▶ _GOAL OF THE EXERCISE_
Pick out each line of the records in which the word "back" appears.

▶ _DATA FOR THIS TASK_
*** Block opens ***
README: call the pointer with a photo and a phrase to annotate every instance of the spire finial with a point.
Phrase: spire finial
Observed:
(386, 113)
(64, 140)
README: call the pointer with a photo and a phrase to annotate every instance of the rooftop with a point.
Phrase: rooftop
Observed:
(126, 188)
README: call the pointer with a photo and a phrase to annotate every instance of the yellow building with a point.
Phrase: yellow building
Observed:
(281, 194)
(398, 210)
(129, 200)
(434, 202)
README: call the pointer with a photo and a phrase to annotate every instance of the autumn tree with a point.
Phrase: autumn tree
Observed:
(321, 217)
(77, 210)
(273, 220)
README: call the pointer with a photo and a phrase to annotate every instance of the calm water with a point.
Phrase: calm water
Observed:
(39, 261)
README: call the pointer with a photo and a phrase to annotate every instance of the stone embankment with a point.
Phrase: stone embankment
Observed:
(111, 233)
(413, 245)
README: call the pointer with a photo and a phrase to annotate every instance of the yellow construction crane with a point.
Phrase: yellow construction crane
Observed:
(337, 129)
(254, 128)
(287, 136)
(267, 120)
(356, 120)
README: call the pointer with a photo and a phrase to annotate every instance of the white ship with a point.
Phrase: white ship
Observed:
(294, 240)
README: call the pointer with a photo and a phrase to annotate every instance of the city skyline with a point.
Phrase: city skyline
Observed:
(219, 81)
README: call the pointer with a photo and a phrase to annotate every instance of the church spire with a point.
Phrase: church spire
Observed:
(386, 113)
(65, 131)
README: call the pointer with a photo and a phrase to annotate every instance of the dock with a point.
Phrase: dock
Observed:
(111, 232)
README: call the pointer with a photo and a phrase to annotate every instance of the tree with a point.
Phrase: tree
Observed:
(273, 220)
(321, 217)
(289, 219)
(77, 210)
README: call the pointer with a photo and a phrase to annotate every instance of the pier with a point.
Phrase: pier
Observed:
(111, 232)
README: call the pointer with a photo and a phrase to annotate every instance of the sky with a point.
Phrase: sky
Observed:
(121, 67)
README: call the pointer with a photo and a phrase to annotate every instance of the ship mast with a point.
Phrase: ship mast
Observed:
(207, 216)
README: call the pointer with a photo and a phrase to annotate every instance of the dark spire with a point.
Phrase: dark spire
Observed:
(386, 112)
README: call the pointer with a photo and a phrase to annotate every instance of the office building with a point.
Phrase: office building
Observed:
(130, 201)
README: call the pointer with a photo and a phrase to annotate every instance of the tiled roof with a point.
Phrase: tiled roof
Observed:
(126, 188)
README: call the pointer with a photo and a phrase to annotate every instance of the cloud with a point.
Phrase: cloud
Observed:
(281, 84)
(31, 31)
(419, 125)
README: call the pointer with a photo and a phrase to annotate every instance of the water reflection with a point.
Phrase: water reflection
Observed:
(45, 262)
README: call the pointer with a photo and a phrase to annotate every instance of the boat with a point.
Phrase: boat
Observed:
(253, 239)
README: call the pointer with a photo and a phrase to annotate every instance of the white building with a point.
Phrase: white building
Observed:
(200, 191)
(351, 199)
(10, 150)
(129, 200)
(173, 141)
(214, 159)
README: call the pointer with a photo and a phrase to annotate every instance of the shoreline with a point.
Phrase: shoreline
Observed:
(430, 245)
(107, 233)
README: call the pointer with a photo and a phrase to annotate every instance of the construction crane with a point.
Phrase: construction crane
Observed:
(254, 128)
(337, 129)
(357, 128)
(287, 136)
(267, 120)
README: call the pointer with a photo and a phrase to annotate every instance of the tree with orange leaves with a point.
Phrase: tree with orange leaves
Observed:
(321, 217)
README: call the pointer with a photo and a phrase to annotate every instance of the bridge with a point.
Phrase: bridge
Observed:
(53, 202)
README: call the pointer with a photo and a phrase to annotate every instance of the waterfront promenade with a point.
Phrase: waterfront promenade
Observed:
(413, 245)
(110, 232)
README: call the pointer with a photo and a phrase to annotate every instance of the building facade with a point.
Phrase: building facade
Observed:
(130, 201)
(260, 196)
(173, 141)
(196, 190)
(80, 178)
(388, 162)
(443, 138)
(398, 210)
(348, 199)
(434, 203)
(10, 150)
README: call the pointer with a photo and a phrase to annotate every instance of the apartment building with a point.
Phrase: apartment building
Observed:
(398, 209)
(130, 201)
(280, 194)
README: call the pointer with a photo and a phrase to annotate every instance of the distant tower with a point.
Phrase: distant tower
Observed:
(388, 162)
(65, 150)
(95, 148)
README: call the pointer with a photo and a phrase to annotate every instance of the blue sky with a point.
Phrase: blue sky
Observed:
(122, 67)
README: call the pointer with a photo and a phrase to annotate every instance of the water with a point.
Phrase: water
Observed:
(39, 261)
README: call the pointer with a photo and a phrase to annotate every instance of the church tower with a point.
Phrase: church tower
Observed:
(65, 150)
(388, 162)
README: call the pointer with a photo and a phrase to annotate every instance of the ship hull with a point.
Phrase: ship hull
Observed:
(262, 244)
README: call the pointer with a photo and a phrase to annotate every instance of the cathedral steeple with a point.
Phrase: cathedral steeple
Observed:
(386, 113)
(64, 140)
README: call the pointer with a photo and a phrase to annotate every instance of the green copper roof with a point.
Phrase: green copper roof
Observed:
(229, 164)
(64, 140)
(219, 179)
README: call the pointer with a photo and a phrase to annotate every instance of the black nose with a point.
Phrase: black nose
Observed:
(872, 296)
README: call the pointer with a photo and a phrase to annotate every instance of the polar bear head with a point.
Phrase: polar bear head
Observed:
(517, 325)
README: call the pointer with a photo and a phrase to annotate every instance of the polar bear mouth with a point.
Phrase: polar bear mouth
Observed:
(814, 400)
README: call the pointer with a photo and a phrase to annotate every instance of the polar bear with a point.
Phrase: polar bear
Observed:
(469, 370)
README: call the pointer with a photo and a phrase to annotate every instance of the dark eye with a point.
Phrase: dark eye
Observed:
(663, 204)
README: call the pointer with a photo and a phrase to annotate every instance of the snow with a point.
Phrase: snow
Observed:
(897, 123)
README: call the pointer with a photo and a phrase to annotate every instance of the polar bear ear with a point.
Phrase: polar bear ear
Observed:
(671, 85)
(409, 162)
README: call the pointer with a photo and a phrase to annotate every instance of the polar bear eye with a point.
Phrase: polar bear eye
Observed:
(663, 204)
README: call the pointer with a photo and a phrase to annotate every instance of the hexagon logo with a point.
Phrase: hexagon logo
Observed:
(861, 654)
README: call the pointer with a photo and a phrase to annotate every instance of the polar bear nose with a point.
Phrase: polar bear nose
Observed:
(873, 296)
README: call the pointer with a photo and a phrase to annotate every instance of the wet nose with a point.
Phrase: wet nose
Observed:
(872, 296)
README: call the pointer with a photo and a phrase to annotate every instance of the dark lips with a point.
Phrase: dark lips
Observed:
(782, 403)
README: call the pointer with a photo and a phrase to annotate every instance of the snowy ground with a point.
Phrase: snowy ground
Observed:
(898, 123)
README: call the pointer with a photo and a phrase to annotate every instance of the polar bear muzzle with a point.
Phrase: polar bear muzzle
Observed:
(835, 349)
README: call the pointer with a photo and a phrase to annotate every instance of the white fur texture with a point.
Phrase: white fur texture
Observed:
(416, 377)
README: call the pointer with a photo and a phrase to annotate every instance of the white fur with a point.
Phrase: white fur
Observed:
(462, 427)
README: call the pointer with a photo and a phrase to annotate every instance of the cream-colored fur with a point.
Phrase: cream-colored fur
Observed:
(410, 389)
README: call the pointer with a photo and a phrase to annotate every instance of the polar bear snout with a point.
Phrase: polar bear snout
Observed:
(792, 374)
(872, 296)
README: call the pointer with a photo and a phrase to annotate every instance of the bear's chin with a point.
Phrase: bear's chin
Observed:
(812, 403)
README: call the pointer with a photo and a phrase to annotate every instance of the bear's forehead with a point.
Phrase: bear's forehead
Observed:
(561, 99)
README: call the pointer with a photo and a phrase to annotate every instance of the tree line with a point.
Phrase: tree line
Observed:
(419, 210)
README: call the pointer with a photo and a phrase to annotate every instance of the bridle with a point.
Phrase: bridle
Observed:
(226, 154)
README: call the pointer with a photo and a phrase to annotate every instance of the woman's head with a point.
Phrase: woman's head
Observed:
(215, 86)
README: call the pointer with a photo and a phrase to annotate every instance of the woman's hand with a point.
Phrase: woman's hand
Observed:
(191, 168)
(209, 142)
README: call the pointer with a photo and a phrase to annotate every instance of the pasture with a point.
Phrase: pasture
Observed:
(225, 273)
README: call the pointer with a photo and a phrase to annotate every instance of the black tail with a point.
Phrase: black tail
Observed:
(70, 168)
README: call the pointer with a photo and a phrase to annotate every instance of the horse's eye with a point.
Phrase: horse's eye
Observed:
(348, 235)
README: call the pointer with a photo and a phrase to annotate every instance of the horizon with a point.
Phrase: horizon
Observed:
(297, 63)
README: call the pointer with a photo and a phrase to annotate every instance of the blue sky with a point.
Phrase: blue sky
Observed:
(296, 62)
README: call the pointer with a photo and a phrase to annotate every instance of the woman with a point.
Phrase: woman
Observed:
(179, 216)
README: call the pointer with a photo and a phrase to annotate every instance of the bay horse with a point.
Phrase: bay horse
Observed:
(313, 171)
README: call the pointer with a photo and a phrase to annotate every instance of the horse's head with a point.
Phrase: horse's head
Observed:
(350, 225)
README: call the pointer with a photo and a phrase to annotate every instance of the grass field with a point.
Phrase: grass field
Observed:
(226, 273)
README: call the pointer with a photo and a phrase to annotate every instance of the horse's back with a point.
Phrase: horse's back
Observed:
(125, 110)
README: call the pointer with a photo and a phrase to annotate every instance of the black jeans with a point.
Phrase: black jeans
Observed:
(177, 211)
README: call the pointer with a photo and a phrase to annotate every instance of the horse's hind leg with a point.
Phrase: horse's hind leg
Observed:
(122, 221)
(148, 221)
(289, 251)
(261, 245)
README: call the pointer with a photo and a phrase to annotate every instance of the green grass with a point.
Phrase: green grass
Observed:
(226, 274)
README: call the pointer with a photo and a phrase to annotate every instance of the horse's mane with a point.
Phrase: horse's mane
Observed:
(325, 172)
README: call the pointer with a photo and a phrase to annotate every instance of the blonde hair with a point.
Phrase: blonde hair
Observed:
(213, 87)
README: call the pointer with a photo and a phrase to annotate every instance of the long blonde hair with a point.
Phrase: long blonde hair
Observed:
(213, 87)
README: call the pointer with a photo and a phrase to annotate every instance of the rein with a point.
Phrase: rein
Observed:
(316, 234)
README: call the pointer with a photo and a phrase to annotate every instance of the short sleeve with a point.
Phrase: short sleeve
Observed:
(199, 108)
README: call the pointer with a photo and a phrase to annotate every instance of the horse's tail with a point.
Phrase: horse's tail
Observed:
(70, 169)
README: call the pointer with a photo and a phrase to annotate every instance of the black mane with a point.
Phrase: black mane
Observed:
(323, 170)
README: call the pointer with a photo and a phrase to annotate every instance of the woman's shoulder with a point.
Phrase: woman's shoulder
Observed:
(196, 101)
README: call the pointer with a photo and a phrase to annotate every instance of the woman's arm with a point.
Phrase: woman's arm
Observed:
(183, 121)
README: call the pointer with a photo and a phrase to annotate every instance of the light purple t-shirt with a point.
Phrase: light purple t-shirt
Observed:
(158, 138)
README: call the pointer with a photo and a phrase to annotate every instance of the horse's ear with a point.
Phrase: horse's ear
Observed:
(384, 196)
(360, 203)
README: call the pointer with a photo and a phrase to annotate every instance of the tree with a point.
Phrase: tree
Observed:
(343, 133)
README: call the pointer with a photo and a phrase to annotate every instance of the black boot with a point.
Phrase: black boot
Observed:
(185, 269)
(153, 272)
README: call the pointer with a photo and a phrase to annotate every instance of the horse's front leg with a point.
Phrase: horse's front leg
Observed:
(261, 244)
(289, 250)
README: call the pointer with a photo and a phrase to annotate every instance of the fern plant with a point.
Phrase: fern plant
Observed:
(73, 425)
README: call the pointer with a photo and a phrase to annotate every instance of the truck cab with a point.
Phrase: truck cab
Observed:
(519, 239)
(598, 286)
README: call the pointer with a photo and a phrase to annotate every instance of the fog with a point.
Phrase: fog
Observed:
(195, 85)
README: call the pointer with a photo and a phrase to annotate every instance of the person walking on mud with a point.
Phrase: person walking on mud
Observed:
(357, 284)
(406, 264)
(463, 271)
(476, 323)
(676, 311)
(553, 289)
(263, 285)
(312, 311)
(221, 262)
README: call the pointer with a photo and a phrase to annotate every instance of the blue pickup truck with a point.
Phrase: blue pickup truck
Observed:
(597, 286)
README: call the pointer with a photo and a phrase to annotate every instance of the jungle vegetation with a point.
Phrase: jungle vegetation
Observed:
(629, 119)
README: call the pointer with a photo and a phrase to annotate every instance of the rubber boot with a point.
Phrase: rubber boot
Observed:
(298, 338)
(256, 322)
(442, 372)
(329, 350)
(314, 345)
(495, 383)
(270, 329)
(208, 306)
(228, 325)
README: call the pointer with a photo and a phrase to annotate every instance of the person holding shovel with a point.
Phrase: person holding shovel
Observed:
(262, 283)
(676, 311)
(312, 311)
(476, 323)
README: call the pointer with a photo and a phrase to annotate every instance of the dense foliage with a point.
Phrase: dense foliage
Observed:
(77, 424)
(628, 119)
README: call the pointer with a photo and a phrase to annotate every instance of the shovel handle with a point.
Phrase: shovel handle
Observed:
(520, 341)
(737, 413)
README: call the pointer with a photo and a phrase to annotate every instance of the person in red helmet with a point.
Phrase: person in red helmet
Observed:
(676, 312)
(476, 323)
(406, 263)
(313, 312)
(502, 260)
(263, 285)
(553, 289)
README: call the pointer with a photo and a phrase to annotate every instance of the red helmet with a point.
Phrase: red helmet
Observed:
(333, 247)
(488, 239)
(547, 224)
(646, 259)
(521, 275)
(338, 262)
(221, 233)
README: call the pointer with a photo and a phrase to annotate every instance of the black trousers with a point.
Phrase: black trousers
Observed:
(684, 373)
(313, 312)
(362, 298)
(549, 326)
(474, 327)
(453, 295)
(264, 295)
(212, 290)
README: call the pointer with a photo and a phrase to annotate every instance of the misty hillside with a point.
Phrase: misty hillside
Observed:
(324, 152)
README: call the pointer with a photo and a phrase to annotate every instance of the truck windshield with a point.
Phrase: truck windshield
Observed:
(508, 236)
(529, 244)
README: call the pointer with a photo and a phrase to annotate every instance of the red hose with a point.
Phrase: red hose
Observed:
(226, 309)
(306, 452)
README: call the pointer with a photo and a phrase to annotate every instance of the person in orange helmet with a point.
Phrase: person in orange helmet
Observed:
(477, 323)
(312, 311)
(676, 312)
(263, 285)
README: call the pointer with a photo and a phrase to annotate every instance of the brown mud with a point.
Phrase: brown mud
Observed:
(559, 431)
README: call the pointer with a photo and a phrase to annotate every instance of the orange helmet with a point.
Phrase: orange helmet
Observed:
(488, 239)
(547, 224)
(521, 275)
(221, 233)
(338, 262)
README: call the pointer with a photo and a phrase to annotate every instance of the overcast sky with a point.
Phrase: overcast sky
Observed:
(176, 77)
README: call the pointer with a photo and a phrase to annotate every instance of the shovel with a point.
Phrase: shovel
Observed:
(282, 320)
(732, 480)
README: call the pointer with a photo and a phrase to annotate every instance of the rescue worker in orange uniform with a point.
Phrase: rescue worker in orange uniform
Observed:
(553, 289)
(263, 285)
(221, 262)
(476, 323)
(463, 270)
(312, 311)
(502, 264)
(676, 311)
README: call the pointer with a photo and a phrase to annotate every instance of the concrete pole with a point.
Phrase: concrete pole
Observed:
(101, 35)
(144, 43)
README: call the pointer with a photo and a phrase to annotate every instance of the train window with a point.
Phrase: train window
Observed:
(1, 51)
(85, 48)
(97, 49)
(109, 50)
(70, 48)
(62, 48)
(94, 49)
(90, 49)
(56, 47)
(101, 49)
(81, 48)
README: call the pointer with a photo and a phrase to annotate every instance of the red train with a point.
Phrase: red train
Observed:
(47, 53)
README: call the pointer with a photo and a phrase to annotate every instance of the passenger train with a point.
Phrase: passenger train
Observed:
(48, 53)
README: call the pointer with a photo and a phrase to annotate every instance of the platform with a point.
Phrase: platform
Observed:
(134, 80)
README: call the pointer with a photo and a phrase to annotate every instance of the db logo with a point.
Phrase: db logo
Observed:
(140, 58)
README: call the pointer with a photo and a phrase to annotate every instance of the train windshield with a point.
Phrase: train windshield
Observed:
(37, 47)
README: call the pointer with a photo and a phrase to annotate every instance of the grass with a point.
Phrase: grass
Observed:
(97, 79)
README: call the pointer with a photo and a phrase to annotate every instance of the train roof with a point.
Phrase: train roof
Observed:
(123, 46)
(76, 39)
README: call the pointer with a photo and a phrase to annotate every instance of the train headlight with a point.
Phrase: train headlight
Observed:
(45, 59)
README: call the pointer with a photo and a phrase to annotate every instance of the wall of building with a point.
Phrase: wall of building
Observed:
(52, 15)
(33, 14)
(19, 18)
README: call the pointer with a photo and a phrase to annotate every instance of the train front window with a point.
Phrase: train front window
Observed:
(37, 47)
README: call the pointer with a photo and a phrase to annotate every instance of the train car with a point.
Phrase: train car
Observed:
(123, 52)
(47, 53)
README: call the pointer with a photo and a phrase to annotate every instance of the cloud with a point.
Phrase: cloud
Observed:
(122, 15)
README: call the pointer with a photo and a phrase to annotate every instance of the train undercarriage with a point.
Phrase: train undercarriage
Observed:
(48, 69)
*** Block closes ***
▶ _PROBLEM SOLUTION_
README: call the pointer with a photo and a phrase to annotate every instance of the horse's back with a point.
Phrase: horse's back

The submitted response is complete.